Document:
Why is this sum of Kronecker products singular?

Question

Consider the $2n\times 2n$ matrix $$M(n):=I_2\otimes I_n+(J_2-I_2)\otimes(J_n-I_n),$$ where $J_n$ denotes the $n\times n$ matrix whose entries are all $1$s, $I_n$ is the identity, and $\otimes$ is the Kronecker product.

For example, when $n=3$ we have $$M(3)=\left( \begin{array}{ccc|ccc} 1 & 0 & 0 & 0 & 1 & 1 \\ 0 & 1 & 0 & 1 & 0 & 1 \\ 0 & 0 & 1 & 1 & 1 & 0 \\ \hline 0 & 1 & 1 & 1 & 0 & 0 \\ 1 & 0 & 1 & 0 & 1 & 0 \\ 1 & 1 & 0 & 0 & 0 & 1 \\ \end{array} \right)\!.$$

I have found that $\det M(n)$ appears to be $0$ for all positive integer values of $n\geq2$. I have tested this conjecture for $n\leq 200$ without counterexamples.

Q. Why is $\det M(n)=0$ for $n\geq2$?

If we expand the second term in the definition of $M(n)$, we get $$M(n)=2(I_2\otimes I_n)+J_2\otimes J_n-J_2\otimes I_n-I_2\otimes J_n.$$ From here, I don't see a way to simplify the expression for $M(n)$. Of course, no formula for the determinant of the sum of two matrices exists, so we cannot hope to simplify $\det M(n)$ directly along these lines. We can also observe that $I_2\otimes I_n=I_{2n}$, but really that does not help at all.

Information provided:
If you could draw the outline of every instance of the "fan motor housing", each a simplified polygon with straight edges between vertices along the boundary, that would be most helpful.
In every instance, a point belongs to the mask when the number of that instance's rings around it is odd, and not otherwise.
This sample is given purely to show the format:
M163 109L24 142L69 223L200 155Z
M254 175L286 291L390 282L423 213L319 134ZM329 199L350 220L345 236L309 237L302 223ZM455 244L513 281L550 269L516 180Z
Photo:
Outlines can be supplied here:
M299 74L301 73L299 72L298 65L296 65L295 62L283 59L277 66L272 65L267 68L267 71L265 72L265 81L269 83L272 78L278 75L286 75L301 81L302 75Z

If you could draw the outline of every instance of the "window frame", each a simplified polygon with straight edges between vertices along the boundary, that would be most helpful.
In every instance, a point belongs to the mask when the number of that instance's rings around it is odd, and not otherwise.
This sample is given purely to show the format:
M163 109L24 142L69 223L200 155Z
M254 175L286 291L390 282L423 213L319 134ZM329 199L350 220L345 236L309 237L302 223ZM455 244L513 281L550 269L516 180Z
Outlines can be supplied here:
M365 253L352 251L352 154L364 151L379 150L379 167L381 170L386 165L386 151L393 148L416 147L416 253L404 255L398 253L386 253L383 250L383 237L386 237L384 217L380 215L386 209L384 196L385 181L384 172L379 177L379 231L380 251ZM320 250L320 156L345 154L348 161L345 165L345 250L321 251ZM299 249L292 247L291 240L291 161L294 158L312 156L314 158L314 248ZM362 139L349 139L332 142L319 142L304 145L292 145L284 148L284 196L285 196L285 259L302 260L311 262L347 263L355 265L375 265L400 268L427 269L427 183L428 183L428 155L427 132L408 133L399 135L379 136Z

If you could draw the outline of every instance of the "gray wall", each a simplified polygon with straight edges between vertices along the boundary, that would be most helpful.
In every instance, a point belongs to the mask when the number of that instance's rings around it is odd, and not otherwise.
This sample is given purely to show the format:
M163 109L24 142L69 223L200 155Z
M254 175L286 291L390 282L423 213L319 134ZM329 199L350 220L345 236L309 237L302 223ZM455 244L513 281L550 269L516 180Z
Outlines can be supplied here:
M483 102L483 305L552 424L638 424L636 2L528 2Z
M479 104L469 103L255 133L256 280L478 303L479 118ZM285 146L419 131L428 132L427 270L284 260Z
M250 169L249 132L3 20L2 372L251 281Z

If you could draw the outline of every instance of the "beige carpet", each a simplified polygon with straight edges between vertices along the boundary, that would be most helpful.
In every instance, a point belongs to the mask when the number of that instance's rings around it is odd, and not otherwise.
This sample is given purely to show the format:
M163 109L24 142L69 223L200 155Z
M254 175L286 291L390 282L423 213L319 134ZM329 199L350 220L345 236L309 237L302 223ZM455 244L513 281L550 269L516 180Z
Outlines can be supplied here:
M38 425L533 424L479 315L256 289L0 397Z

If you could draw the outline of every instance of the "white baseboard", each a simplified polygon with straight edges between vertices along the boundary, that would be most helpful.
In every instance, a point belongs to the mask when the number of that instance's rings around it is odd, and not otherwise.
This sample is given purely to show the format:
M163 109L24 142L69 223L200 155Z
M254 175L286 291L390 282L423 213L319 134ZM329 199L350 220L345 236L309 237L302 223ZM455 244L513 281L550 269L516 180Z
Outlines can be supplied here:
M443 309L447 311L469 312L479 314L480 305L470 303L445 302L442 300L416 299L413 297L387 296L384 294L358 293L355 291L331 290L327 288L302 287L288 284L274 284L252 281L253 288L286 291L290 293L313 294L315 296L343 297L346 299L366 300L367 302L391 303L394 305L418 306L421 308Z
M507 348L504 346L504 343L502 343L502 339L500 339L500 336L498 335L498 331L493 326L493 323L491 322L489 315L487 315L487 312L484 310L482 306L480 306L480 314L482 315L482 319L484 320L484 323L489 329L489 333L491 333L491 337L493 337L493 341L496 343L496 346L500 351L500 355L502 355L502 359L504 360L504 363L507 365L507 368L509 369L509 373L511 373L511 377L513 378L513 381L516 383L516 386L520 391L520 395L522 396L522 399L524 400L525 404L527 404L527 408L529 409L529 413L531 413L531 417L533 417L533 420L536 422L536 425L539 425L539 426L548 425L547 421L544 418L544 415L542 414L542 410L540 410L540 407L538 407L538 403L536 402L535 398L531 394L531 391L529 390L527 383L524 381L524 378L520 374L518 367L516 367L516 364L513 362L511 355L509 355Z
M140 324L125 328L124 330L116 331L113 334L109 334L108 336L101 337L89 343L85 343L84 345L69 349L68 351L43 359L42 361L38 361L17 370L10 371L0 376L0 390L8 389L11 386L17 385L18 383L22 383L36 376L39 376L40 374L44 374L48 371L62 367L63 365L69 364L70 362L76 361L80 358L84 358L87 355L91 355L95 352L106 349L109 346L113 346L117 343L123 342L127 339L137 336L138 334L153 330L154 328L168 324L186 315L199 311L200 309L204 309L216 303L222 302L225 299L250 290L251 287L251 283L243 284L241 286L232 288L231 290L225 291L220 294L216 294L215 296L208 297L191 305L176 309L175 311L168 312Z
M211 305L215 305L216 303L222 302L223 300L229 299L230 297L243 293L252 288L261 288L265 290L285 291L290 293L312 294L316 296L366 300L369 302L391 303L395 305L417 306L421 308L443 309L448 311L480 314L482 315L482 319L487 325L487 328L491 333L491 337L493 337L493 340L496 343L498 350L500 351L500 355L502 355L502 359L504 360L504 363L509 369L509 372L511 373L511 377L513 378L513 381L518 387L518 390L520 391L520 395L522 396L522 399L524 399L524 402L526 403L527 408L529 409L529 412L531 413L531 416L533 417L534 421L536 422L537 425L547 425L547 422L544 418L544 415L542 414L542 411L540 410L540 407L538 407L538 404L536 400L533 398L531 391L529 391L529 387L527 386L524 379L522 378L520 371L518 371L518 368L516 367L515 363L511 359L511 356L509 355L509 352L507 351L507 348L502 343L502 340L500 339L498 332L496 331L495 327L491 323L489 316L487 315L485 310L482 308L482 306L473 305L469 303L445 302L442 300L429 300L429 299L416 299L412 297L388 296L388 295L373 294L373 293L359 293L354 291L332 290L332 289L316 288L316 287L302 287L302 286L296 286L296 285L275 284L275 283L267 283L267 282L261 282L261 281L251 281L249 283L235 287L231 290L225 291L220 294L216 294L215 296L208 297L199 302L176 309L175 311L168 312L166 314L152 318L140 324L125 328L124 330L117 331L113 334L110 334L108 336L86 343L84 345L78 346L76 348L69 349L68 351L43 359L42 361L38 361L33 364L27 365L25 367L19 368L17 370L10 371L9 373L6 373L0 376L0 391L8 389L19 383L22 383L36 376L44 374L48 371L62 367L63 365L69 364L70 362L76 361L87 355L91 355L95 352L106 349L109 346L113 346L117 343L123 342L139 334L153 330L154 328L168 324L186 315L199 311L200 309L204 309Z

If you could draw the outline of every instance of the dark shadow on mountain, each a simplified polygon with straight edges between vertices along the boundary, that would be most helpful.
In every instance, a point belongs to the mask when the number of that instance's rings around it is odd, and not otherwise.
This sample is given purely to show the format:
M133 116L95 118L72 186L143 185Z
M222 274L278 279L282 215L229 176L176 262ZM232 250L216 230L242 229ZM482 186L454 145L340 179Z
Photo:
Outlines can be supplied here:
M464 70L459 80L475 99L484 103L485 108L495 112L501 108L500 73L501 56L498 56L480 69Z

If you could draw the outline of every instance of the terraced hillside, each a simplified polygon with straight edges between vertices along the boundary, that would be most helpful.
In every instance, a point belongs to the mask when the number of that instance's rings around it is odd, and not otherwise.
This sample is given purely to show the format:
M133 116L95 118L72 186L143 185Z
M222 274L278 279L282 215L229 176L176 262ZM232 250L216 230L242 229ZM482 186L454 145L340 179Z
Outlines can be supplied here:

Problem statement: Carry on the question about why the sum of Kronecker products is singular, starting right after its last sentence.

Exercise result:
What might be a way forward? Thanks in advance!

Answer 1

Add Row1 to Row4 and Row2 to Row5.

These are elementary row operations that don't change the determinant, but now Row4 and Row5 are equal, so the determinant is zero.

Answer 2

$M(n)$ is a real symmetric matrix (hence diagonalizable) that is similar to $diag(0_{n-1},2I_{n-1},-n+2,n)$

EDIT. Answer to the OP. Indeed, $spectrum(J_k-I_k)=\{(k-1)\times -1,k-1\}$; on the other hand, if $spectrum(U)=(\lambda_i)_{i\leq p},spectrum(V)=(\mu_j)_{j\leq q}$, then, $spectrum(U\otimes V)=(\lambda_i\mu_j)_{i\leq p,j\leq q}$.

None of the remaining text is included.